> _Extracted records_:
★ ★ ★ ★ ★

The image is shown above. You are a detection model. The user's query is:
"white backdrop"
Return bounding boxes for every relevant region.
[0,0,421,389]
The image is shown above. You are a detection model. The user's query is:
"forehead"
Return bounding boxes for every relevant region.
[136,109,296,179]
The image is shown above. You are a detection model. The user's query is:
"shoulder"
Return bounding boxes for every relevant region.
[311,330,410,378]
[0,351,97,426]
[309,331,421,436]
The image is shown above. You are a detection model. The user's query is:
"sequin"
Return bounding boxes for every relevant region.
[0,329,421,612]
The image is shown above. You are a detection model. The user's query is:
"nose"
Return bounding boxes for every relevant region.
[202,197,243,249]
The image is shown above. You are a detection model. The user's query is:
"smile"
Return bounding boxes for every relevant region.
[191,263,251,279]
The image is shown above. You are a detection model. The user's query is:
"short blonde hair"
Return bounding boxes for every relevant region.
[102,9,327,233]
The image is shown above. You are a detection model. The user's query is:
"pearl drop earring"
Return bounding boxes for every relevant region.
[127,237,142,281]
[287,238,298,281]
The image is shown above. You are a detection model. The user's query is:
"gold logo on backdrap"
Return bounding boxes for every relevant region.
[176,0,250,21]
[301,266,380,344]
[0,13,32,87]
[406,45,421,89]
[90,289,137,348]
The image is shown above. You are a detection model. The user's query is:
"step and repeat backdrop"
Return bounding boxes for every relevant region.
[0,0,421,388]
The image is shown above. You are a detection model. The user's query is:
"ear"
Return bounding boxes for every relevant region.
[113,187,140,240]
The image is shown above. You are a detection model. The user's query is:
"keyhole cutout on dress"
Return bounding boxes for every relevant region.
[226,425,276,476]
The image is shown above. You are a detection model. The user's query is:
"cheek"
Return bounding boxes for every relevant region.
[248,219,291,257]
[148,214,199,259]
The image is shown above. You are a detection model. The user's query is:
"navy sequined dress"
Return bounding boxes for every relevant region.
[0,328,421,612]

★ ★ ★ ★ ★

> _Given exercise_: Lay out all of the data above as a Markdown table with the columns "No." and "Line." Number each row and leave out any blank lines.

> _Solution for this task_:
| No. | Line |
|---|---|
| 1 | The image is shown above. You are a detection model. The user's query is: |
| 2 | "white backdrop" |
| 3 | Return bounding boxes for every relevant region. |
| 4 | [0,0,421,389] |
| 5 | The image is shown above. You are a detection model. The user's query is: |
| 6 | "forehead" |
| 7 | Return bounding boxes for every relevant region. |
| 8 | [136,109,296,179] |
| 9 | The image is shown above. You are a detection model. The user's query is: |
| 10 | "shoulder" |
| 11 | Return bounding boxes for every relevant region. |
| 12 | [311,330,410,378] |
| 13 | [0,351,97,426] |
| 14 | [309,331,421,436] |
| 15 | The image is shown above. You are a detection model. The user's query is: |
| 16 | "sequin" |
| 17 | Return bounding boxes for every relevant region. |
| 18 | [0,329,421,612] |
| 19 | The image is shown above. You are a detection model. The user's query is: |
| 20 | "nose" |
| 21 | Return bounding boxes for every relevant region. |
| 22 | [202,197,243,249] |
| 23 | The image is shown above. You are a detection model. The user's query is: |
| 24 | "smile" |
| 25 | Return bounding boxes for every relevant region. |
| 26 | [191,263,251,279] |
| 27 | The image is shown above. You are a detection model. The user's query is: |
| 28 | "short blonde hair" |
| 29 | Return bounding boxes for every relevant region. |
| 30 | [102,9,327,233] |
| 31 | The image is shown above. You are a detection model. The user's query is: |
| 32 | "pearl drop earring" |
| 33 | Return bounding boxes for every relevant region. |
| 34 | [127,237,142,281] |
| 35 | [287,238,298,281] |
| 36 | The image is shown above. You are a detection model. The user's query is: |
| 37 | "gold logo on backdrap" |
| 38 | Return bounding boxes for every relevant region. |
| 39 | [176,0,250,21] |
| 40 | [301,266,380,344] |
| 41 | [0,13,32,87] |
| 42 | [406,45,421,89] |
| 43 | [90,289,137,348] |
| 44 | The image is shown above. You are a detection model. The user's query is: |
| 45 | "step and repeat backdrop" |
| 46 | Return bounding boxes for every relevant region. |
| 47 | [0,0,421,388] |
| 48 | The image is shown above. You are a detection model. The user's query is: |
| 49 | "ear" |
| 50 | Return bounding boxes for every relevant region. |
| 51 | [113,187,140,240] |
| 52 | The image is shown above. You are a detection model. The user's query is: |
| 53 | "keyhole cutout on dress" |
| 54 | Return bounding boxes for every relevant region. |
| 55 | [226,425,276,476] |
| 56 | The image is shown above. You are a detection model. The user's query is: |
| 57 | "cheek" |
| 58 | Return bounding boxes for every relevant region. |
| 59 | [248,219,291,257] |
| 60 | [148,214,199,259] |
| 61 | The image is shown above. You are a detection model. The user's query is: |
| 62 | "navy sequined dress" |
| 63 | Return bounding boxes for every relevant region. |
| 64 | [0,328,421,612] |